# START OF SOURCE EXTRACT

Though Screaming Trees partly came up in Seattle during the early '90s, and "Sing Backwards" details Lanegan's friendships with Nirvana's Kurt Cobain and Alice in Chains frontman Layne Staley, it's much too internal to serve as a remembrance of the time.
"Sing Backwards" is at its best when examining the ruthless mechanics of a junkie musician's daily life: where to hide syringes - which were hard to come by, and often shared, in the days before needle exchanges - on a tour bus during border searches; the terrifying prospect of going through withdrawals during a snowstorm or transatlantic flight; how the citrus needed to break down European heroin can be found by scavenging lemon slices from abandoned hotel room service trays; and the various black, noxious fluids excreted by junkies in withdrawal, described in enough detail to chill even the most devoted gastroenterologist.

# END OF SOURCE EXTRACT

# TASKS TO CARRY OUT:
1. According to the review excerpt, where can the citrus needed to break down European heroin be found?
2. Reproduce word for word the part of the review excerpt from "Though Screaming Trees" up to and including "most devoted gastroenterologist.".

# START OF SUPPLIED INFORMATION

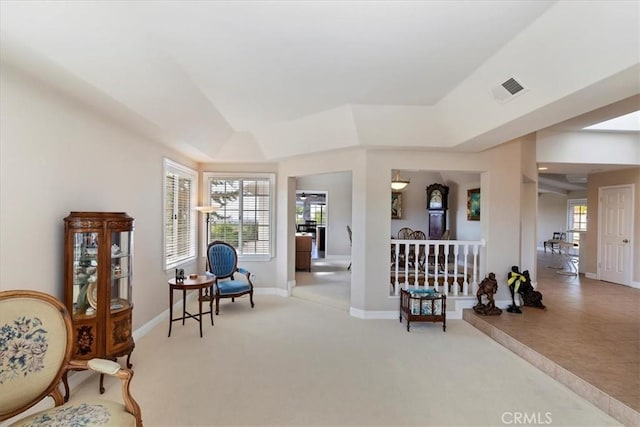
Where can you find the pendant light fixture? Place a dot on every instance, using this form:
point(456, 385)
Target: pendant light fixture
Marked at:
point(398, 183)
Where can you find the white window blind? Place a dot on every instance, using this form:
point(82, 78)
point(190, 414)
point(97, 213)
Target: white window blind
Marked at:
point(179, 214)
point(244, 212)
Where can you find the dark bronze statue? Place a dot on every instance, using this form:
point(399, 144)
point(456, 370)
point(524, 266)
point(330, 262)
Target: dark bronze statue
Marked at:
point(488, 287)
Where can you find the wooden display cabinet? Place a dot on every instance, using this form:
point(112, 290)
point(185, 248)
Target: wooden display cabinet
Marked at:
point(98, 272)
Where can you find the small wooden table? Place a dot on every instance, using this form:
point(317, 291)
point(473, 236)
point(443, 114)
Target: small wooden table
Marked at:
point(419, 306)
point(199, 283)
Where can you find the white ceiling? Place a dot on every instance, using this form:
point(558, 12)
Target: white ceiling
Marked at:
point(211, 78)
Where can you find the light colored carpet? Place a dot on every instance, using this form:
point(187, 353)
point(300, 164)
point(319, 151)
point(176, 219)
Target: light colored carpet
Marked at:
point(295, 362)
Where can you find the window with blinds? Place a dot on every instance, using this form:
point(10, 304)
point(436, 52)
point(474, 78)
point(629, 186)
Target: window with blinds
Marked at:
point(243, 212)
point(179, 214)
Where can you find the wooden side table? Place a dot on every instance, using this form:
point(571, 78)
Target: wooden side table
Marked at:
point(199, 283)
point(420, 306)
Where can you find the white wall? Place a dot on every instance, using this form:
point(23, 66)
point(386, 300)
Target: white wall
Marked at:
point(59, 156)
point(62, 156)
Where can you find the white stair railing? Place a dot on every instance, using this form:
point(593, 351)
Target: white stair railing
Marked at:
point(448, 266)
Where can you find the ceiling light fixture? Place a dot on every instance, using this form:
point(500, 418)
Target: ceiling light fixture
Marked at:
point(398, 183)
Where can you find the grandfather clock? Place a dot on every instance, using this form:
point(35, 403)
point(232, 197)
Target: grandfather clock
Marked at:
point(437, 205)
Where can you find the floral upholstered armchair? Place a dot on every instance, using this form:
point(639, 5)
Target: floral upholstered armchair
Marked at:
point(35, 353)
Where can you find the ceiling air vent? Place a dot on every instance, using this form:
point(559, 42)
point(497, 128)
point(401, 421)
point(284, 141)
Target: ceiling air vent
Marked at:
point(508, 90)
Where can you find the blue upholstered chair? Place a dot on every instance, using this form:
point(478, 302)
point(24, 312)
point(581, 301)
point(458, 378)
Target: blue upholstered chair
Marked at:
point(36, 344)
point(222, 262)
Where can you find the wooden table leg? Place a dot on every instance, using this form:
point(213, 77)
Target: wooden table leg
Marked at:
point(170, 309)
point(200, 310)
point(184, 304)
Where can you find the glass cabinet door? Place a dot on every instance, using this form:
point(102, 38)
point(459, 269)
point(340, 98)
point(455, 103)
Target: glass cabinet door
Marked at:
point(121, 270)
point(85, 274)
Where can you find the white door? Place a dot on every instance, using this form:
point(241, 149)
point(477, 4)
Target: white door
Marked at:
point(615, 230)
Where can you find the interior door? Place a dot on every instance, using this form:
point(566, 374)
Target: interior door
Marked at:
point(615, 228)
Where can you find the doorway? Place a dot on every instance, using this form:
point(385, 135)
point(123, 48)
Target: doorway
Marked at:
point(615, 229)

# END OF SUPPLIED INFORMATION

# WORKED ANSWERS:
1. In lemon slices scavenged from abandoned hotel room service trays.

2.
Though Screaming Trees partly came up in Seattle during the early '90s, and "Sing Backwards" details Lanegan's friendships with Nirvana's Kurt Cobain and Alice in Chains frontman Layne Staley, it's much too internal to serve as a remembrance of the time.
"Sing Backwards" is at its best when examining the ruthless mechanics of a junkie musician's daily life: where to hide syringes - which were hard to come by, and often shared, in the days before needle exchanges - on a tour bus during border searches; the terrifying prospect of going through withdrawals during a snowstorm or transatlantic flight; how the citrus needed to break down European heroin can be found by scavenging lemon slices from abandoned hotel room service trays; and the various black, noxious fluids excreted by junkies in withdrawal, described in enough detail to chill even the most devoted gastroenterologist.